Passage
+ + + + + + +

How to harvest solar power? Beam it down from space!

By Lara Farrar
For CNN

Story Highlights

-Concept to beam solar power from satellites gains new global momentum

-Massive satellites would beam solar energy back to ground-based receivers

-Pentagon study says could be used for military operations, developing nations

Jyoti is the Hindi word for light. It’s something Pranav Mehta has never had to live without. And he is lucky. Near where he lives in Gujarat — one of the most prosperous states in India — thousands of rural villages lack electricity or struggle with an intermittent supply at best.

“We need to empower these villages, and for empowerment, energy is a must,” Mehta told CNN. “Rural India is suffering a lot because of a lack of energy.”

By 2030, India’s Planning Commission estimates the country will have to generate at least 700,000 megawatts of additional power to meet the demands of its expanding economy and growing population.

Much of that electricity will come from coal-fired power plants, like the $4 billion so-called ultra mega complex scheduled to be built south of Tunda Wand, a tiny village near the Gulf of Kutch, an inlet of the Arabian Sea on India’s west coast. Dozens of other such projects are already or soon will be underway.

Yet Mehta has another solution for India’s chronic electricity shortage — one that does not involve power plants on the ground but instead massive sun-gathering satellites in geosynchronous orbits 22,000 miles up in the sky.

+ + + + + + +

Working data
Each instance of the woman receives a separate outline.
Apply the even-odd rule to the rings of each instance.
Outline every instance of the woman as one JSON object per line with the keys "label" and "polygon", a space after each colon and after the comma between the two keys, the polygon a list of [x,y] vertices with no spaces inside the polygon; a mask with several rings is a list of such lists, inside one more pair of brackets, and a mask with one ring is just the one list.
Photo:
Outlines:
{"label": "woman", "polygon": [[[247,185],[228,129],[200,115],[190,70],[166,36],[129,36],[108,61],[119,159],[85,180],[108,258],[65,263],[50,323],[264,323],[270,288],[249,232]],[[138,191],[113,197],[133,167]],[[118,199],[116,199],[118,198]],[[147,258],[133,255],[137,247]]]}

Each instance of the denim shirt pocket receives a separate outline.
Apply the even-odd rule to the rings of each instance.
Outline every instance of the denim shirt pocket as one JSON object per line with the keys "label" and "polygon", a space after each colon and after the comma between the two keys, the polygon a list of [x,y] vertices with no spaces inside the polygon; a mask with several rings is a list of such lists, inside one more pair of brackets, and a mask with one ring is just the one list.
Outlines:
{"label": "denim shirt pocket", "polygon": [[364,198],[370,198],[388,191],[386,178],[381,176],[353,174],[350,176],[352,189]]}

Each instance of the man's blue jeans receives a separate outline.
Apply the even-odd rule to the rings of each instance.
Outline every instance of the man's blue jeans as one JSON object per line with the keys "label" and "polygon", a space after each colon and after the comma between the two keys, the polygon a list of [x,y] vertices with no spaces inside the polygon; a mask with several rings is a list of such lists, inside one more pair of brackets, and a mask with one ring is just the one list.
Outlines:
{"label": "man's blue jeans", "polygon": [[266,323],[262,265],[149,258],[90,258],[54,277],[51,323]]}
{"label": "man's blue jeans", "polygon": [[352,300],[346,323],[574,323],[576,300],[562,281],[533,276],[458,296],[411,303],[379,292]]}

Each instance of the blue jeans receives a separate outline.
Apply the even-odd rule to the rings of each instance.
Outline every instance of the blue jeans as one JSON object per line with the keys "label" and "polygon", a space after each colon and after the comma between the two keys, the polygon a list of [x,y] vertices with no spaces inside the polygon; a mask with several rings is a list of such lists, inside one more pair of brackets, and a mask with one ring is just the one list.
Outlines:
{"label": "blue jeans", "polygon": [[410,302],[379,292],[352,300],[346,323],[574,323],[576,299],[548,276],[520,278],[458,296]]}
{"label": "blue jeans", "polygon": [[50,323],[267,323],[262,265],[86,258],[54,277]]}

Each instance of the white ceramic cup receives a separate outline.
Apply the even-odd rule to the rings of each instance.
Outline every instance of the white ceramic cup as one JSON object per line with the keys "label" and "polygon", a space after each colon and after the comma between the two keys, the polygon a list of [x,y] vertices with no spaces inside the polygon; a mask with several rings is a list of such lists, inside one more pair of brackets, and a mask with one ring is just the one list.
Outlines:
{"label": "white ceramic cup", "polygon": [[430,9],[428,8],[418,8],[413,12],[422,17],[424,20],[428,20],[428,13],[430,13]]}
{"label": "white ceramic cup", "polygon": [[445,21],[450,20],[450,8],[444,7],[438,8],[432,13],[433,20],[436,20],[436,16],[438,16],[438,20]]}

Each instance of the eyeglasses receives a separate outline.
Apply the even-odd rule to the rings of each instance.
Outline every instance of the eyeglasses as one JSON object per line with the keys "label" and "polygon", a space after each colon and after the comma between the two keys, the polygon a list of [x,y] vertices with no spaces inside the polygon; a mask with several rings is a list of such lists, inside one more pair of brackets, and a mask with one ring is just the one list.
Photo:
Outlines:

+ + + + + + +

Tasks for this exercise
1: Duplicate the solar power article word for word.
2: In the records, reproduce the stretch from the line containing "Each instance of the eyeglasses" through the end of the records, switching "eyeglasses" to "sunglasses" and leaving everything else unchanged. Output only that stretch.

Final answers
1:
How to harvest solar power? Beam it down from space!

By Lara Farrar
For CNN

Story Highlights

-Concept to beam solar power from satellites gains new global momentum

-Massive satellites would beam solar energy back to ground-based receivers

-Pentagon study says could be used for military operations, developing nations

Jyoti is the Hindi word for light. It’s something Pranav Mehta has never had to live without. And he is lucky. Near where he lives in Gujarat — one of the most prosperous states in India — thousands of rural villages lack electricity or struggle with an intermittent supply at best.

“We need to empower these villages, and for empowerment, energy is a must,” Mehta told CNN. “Rural India is suffering a lot because of a lack of energy.”

By 2030, India’s Planning Commission estimates the country will have to generate at least 700,000 megawatts of additional power to meet the demands of its expanding economy and growing population.

Much of that electricity will come from coal-fired power plants, like the $4 billion so-called ultra mega complex scheduled to be built south of Tunda Wand, a tiny village near the Gulf of Kutch, an inlet of the Arabian Sea on India’s west coast. Dozens of other such projects are already or soon will be underway.

Yet Mehta has another solution for India’s chronic electricity shortage — one that does not involve power plants on the ground but instead massive sun-gathering satellites in geosynchronous orbits 22,000 miles up in the sky.

2:
Each instance of the sunglasses receives a separate outline.
Apply the even-odd rule to the rings of each instance.
Outline every instance of the sunglasses as one JSON object per line with the keys "label" and "polygon", a space after each colon and after the comma between the two keys, the polygon a list of [x,y] vertices with no spaces inside the polygon; a mask with several rings is a list of such lists, inside one more pair of brackets, and a mask with one ring is just the one list.
Photo:
Outlines:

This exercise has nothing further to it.